▶ Photo-based point labeling data:
• • •

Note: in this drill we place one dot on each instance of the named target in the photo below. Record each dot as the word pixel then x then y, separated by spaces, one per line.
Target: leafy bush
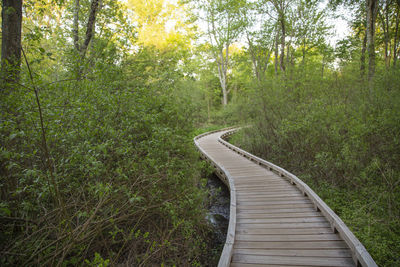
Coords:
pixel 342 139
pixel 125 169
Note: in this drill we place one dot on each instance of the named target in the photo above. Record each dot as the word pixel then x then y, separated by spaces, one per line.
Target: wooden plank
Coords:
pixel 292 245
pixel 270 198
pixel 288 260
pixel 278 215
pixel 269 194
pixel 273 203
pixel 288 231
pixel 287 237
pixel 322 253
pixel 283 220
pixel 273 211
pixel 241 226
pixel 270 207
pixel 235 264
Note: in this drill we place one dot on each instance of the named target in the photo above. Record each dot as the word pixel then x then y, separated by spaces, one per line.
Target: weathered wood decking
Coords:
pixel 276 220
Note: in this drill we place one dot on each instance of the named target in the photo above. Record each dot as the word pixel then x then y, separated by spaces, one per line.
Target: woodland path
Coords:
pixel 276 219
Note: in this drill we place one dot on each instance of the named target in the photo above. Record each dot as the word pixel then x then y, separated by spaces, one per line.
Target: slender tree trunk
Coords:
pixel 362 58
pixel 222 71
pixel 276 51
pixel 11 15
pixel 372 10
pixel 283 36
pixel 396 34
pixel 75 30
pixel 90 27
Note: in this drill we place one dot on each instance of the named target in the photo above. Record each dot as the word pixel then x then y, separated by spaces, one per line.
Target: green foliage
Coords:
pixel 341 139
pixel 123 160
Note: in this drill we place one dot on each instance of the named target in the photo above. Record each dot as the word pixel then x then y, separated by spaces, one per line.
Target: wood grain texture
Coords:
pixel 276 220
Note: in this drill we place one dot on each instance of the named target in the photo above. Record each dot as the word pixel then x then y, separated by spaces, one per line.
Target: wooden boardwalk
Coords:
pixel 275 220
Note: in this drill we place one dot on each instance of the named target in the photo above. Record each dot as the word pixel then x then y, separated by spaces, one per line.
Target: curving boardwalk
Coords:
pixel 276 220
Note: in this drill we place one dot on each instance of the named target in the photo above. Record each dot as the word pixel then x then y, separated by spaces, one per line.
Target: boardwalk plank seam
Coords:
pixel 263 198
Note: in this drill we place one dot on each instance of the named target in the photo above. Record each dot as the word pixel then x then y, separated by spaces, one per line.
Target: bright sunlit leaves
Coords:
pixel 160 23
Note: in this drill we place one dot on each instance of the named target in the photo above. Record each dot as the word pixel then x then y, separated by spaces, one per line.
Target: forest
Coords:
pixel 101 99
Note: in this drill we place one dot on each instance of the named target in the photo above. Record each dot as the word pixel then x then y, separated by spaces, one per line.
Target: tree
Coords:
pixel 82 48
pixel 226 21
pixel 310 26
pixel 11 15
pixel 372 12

• • •

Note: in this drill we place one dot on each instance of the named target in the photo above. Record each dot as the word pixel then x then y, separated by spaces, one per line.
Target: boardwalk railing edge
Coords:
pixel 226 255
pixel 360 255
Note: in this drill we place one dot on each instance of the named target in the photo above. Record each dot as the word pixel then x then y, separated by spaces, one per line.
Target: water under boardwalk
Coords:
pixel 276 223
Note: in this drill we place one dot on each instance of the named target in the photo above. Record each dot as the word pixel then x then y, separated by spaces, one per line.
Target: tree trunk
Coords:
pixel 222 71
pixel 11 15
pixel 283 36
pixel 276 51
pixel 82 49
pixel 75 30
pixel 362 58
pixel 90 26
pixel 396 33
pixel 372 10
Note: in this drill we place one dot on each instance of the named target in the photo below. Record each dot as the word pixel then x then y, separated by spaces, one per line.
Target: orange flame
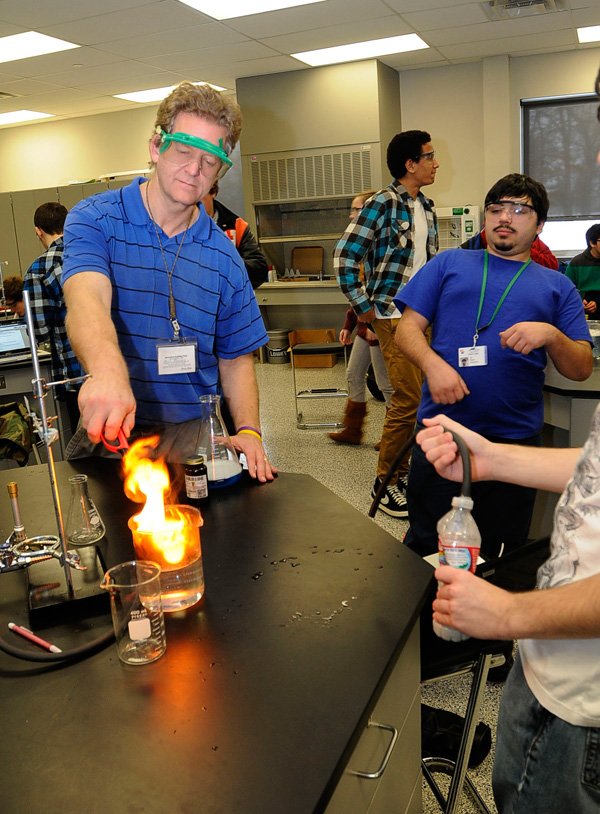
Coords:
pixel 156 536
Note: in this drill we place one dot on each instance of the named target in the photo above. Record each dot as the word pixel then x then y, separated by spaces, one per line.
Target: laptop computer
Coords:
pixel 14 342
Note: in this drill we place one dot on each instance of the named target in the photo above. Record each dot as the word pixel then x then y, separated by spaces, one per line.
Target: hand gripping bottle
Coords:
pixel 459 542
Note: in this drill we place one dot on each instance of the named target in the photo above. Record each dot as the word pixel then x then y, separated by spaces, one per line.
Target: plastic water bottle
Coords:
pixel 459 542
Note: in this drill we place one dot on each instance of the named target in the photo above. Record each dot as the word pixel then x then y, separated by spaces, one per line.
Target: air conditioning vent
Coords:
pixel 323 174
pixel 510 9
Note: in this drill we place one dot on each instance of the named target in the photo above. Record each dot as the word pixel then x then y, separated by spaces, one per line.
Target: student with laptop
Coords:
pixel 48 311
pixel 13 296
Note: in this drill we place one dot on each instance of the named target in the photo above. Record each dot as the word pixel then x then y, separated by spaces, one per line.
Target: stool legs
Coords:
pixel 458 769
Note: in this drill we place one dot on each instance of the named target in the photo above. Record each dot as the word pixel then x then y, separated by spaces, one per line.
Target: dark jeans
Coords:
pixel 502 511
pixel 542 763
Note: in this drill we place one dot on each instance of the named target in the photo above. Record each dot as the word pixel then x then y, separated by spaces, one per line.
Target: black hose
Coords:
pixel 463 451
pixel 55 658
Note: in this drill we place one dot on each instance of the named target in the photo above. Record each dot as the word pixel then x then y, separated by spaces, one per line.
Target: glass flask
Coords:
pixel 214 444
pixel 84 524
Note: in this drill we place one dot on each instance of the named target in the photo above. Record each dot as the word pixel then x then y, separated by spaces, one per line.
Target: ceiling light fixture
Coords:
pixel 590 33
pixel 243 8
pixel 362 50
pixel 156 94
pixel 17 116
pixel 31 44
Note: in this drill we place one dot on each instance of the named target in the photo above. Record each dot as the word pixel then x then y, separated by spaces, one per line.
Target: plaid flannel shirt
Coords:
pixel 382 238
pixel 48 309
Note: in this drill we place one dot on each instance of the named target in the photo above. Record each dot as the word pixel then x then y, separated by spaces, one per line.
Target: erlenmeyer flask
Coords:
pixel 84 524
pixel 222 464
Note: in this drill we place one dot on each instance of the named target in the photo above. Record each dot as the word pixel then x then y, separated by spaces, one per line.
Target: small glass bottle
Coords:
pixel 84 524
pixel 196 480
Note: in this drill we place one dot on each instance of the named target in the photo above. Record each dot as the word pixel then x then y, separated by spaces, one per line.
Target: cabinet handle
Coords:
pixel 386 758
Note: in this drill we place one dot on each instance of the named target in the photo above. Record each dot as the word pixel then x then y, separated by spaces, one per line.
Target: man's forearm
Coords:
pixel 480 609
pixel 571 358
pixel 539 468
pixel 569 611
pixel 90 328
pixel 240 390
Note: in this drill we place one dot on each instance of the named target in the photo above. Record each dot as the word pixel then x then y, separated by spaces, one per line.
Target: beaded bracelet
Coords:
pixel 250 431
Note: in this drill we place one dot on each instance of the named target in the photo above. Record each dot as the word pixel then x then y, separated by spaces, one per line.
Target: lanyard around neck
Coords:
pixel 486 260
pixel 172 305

• • •

▶ GOAL:
Find every line in the data above that contains the word "wooden" and copy each one. Treat uppercase and lowercase letters as different.

▶ COMPLETED TASK:
Target: wooden plank
Target: wooden boardwalk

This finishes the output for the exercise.